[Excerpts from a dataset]
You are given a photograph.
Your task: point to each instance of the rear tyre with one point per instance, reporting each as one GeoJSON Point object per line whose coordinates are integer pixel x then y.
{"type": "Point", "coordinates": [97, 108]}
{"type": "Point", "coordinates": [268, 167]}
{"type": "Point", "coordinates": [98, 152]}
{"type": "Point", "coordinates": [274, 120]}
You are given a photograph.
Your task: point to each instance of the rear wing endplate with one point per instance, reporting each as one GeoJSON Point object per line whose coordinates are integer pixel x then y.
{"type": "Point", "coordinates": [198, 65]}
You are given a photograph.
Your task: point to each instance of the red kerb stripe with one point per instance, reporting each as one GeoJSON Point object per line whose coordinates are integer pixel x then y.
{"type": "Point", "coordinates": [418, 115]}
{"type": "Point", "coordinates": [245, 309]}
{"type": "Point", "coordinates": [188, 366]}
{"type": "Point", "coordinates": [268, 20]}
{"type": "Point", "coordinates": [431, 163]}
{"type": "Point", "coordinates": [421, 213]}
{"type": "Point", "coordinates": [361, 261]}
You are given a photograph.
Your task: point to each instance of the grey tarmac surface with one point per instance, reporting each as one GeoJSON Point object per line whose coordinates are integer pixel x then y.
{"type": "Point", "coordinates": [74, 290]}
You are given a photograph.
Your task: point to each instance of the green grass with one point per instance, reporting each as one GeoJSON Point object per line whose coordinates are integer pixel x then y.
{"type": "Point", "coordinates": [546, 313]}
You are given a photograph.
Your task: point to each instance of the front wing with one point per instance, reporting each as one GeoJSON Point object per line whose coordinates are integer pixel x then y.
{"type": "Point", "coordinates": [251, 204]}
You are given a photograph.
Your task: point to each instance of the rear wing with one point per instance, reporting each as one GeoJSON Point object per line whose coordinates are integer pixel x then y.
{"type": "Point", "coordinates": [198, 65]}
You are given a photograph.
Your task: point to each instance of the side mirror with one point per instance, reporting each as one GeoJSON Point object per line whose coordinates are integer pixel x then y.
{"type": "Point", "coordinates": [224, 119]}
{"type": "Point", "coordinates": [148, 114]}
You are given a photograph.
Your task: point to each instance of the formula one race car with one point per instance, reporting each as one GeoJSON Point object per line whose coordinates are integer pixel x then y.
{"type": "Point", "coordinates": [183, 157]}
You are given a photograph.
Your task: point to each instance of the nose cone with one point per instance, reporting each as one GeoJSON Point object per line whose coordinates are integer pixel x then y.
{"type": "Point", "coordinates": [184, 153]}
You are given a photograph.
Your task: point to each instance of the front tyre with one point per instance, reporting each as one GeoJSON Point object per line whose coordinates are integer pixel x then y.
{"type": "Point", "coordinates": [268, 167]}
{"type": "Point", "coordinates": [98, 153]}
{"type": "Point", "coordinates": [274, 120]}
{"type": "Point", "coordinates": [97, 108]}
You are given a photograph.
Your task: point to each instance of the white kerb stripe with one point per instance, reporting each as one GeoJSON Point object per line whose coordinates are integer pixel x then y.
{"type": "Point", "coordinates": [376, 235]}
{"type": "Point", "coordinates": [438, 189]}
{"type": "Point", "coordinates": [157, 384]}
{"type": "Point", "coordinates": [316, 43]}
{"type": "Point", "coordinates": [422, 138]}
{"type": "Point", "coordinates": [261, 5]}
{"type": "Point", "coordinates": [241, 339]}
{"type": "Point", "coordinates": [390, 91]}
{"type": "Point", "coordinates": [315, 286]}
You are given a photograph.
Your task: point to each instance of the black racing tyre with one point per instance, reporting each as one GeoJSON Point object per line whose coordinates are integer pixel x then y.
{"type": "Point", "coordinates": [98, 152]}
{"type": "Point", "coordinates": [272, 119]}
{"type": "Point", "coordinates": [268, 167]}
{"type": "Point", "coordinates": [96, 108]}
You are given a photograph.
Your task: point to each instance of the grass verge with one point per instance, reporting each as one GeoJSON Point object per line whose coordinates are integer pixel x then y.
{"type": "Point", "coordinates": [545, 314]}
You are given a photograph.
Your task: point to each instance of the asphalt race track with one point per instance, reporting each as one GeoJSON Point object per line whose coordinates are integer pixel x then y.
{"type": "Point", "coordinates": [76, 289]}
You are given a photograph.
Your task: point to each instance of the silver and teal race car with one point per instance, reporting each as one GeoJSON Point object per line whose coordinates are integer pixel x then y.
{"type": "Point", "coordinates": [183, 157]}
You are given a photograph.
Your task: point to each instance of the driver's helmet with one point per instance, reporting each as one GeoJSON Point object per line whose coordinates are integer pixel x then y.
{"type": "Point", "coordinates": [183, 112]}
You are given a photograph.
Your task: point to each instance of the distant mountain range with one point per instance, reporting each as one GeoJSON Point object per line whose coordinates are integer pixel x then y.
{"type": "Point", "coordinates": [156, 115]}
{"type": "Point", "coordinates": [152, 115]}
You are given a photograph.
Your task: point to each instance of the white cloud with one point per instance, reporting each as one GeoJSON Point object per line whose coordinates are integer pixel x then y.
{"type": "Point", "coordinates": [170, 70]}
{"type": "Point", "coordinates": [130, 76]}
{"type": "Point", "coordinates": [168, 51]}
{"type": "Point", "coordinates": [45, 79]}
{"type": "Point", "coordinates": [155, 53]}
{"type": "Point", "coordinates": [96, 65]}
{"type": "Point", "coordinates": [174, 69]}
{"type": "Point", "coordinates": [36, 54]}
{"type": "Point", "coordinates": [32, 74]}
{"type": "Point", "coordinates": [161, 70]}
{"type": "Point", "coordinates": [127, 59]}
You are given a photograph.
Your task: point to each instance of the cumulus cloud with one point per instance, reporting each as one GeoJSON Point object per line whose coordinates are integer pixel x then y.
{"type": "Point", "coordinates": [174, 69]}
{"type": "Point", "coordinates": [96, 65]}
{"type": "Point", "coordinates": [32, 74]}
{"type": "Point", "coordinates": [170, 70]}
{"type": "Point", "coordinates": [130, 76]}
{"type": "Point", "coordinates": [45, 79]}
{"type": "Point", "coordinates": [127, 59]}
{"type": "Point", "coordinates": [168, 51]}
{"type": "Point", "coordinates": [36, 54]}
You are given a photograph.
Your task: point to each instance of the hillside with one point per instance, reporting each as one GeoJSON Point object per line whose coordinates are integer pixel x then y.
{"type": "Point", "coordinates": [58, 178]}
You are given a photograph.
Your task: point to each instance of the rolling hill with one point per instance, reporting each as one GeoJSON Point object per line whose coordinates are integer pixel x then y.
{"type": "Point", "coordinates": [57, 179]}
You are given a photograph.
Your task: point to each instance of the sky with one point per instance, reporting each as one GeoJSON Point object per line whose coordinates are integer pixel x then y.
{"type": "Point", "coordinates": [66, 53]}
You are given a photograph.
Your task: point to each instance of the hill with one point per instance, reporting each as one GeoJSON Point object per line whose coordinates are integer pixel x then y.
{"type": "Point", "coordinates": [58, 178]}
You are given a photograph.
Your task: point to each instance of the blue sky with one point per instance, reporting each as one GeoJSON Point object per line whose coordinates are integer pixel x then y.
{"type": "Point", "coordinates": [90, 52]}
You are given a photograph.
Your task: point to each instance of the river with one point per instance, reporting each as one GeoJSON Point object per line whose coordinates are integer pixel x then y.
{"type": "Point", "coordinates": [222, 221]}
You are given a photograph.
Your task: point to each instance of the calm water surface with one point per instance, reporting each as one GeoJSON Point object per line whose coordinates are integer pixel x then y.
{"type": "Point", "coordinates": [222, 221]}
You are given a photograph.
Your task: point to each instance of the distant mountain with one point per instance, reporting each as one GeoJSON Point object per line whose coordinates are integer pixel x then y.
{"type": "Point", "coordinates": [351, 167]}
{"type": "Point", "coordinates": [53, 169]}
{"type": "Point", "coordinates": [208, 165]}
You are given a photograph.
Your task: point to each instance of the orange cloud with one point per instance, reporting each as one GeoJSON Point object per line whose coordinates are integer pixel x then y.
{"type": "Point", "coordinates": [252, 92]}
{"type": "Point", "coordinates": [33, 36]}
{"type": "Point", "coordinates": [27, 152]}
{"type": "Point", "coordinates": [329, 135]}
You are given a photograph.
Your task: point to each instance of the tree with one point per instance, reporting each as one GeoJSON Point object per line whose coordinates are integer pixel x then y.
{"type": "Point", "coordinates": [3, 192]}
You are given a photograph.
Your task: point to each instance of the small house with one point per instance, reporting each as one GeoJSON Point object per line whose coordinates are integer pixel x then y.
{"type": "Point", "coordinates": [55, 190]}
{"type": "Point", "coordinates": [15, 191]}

• PROBLEM TO WORK ON: Restate exactly, and only, every line from the one that contains "Your task: point to each instance of the distant mountain with" through the last line of the records.

• OUTPUT FOR THIS TASK:
Your task: point to each instance of the distant mountain with one point per instance, reporting each as one GeoJSON Point object per line whose coordinates are integer pixel x then y.
{"type": "Point", "coordinates": [351, 167]}
{"type": "Point", "coordinates": [53, 169]}
{"type": "Point", "coordinates": [208, 165]}
You are given a photograph.
Your task: point to each instance of the orange cloud with one point per instance, reporting each as one GeoJSON Point object per line whose coordinates are integer pixel x then y.
{"type": "Point", "coordinates": [252, 92]}
{"type": "Point", "coordinates": [33, 36]}
{"type": "Point", "coordinates": [27, 152]}
{"type": "Point", "coordinates": [329, 135]}
You are given a photograph.
Your task: point to each instance of the tree with one point per instance, reporting each as one GeoJSON Point object per line whose coordinates are integer pixel x then y.
{"type": "Point", "coordinates": [3, 192]}
You are given a photograph.
Your task: point to each instance of the small house with one point per instance, reporting each as one GeoJSON Point object per line whose coordinates are integer pixel x then y.
{"type": "Point", "coordinates": [55, 190]}
{"type": "Point", "coordinates": [15, 191]}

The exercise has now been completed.